• PROVIDED TEXT:
################
I love most any stock in the aerospace/defense sector because our country will always require big money to be spent on defense. Defense is essentially an oligopoly, given the dominance on display by just a few companies. RTN is a long-time winner.

RTN stock closed at $184.80 on Wednesday, not all that different from Berkshire. So we will look to sell covered calls against the $185 strike price, but we will do so for the 17 Nov covered calls.

If you sell one of the 17 Nov $185 covered calls for $4.55, and the stock should be called away, you will make $4.75 per contract, or $475 total. As it is, nothing to complain about.

However, if RTN stock is not called away, you get the premium and keep the stock. That $455 means a return of 2.45% for just a 9-week holding period.
################
Excerpts of pointing data:

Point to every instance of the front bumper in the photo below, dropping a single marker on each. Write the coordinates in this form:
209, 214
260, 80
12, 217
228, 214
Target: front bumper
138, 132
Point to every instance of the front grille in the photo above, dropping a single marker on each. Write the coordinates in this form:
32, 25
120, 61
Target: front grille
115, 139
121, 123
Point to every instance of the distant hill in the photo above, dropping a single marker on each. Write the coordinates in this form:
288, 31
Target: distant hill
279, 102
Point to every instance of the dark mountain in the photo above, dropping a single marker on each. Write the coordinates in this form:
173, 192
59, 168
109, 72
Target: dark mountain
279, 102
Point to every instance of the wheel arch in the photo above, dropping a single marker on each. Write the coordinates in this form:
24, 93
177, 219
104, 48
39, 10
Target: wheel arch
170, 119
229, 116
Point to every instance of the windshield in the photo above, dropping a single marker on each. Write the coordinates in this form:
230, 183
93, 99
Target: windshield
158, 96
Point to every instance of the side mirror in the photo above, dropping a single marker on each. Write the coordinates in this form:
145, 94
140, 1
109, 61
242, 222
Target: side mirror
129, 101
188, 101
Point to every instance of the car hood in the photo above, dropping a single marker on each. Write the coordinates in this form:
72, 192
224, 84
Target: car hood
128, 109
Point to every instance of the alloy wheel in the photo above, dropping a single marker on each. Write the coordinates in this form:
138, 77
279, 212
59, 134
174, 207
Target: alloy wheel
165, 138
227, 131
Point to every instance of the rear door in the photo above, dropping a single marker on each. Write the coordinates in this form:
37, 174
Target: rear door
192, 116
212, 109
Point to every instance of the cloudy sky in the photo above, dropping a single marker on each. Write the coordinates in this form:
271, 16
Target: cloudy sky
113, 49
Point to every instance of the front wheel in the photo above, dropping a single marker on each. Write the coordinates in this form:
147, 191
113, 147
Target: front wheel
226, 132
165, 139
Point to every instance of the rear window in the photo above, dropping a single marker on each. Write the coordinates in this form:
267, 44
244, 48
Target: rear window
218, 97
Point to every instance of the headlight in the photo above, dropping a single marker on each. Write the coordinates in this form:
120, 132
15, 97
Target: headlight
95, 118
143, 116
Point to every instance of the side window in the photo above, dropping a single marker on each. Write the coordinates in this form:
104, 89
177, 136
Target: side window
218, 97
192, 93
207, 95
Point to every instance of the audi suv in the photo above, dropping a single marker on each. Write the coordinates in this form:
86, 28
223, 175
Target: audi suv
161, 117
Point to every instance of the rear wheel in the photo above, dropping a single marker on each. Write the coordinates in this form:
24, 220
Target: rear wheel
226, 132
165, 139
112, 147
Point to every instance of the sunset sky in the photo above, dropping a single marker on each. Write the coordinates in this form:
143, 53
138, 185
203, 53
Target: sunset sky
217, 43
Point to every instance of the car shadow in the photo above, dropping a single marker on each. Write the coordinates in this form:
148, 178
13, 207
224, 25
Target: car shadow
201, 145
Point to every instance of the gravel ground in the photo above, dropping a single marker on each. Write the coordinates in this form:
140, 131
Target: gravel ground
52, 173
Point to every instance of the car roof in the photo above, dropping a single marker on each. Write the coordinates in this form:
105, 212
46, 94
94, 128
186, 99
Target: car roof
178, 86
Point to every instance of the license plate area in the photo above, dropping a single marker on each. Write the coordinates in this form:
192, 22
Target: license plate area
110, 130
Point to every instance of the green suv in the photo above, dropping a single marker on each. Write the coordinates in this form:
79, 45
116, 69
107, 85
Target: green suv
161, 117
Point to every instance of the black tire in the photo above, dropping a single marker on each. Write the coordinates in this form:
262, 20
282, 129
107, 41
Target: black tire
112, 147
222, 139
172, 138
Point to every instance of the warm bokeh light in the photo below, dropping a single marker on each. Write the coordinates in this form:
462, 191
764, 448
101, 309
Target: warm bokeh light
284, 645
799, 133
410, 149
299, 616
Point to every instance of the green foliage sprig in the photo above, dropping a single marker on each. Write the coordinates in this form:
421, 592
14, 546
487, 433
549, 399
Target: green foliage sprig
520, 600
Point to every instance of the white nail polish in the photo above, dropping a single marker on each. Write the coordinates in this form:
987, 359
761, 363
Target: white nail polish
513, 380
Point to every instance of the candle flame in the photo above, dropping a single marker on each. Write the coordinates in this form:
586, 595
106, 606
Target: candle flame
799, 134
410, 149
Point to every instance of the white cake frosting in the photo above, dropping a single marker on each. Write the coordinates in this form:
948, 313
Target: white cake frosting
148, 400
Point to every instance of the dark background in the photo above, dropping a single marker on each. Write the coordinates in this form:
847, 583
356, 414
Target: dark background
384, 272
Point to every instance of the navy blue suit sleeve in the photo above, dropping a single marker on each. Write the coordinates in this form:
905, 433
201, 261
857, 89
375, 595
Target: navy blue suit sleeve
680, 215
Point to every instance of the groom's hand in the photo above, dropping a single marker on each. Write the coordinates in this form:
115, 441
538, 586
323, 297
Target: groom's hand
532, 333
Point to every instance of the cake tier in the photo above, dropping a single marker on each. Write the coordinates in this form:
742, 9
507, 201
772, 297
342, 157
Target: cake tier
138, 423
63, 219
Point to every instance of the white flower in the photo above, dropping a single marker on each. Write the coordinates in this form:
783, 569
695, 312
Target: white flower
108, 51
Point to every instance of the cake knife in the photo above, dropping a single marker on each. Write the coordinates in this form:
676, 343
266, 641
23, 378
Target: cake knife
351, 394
################
• WRITTEN PROBLEM A:
Using the passage on RTN covered calls, decide whether each statement agrees with it, and quote the words that decide each one. (i) Defense is described as essentially an oligopoly. (ii) RTN stock closed at $185 on Wednesday. (iii) If RTN stock is not called away, the seller keeps both the premium and the stock.
• WRITTEN PROBLEM B:
List every distinct dollar amount given in the passage on RTN covered calls.

• CORRECT OUTPUT A:
(i) Yes: "Defense is essentially an oligopoly"
(ii) No: "RTN stock closed at $184.80 on Wednesday"
(iii) Yes: "if RTN stock is not called away, you get the premium and keep the stock"

• CORRECT OUTPUT B:
$184.80, $185, $4.55, $4.75, $475, $455